### [TEXT EXTRACT]
______________________________

I have two functions in my main function.
I've tried to accomplish this problem with pointers, but as a beginner, it is very complicated to work with this.
int main(){
int *p;
p = function_A();
function_B(p);
return 0;
}
int function_A(){
static int myArray[3];
myArray[0] = 11;
myArray[1] = 22;
myArray[2] = 33;
return myArray;
}
int function_B(int *myPointer){
// Here I just want to print my array I've got from function_A() to the
// console
printf("%d", *myPointer)
return 0;
}
function_A should return a array and function_B should take this array.
Thanks!

There are some issues your compiler will already have told you.
First, you should define the functions before calling them, or at least forward declare them.
Second, to return an array, you need to return a pointer to the first element of this array, i.e. return type is int * and not int.

______________________________

### [SUPPLIED DATA]
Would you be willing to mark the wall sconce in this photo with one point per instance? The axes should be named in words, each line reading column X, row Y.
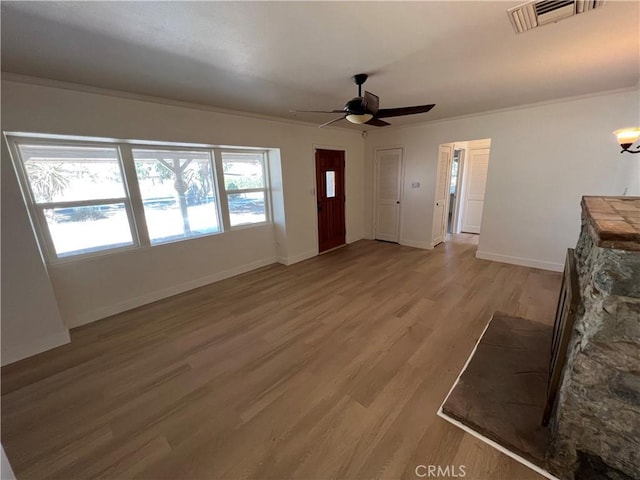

______________________________

### [WHAT YOU ARE ASKED TO DO]
List the values that function_A stores in myArray in the forum thread about passing an array between functions. The material here comes from a different source than the forum thread.

### [RESPONSE]
11, 22, 33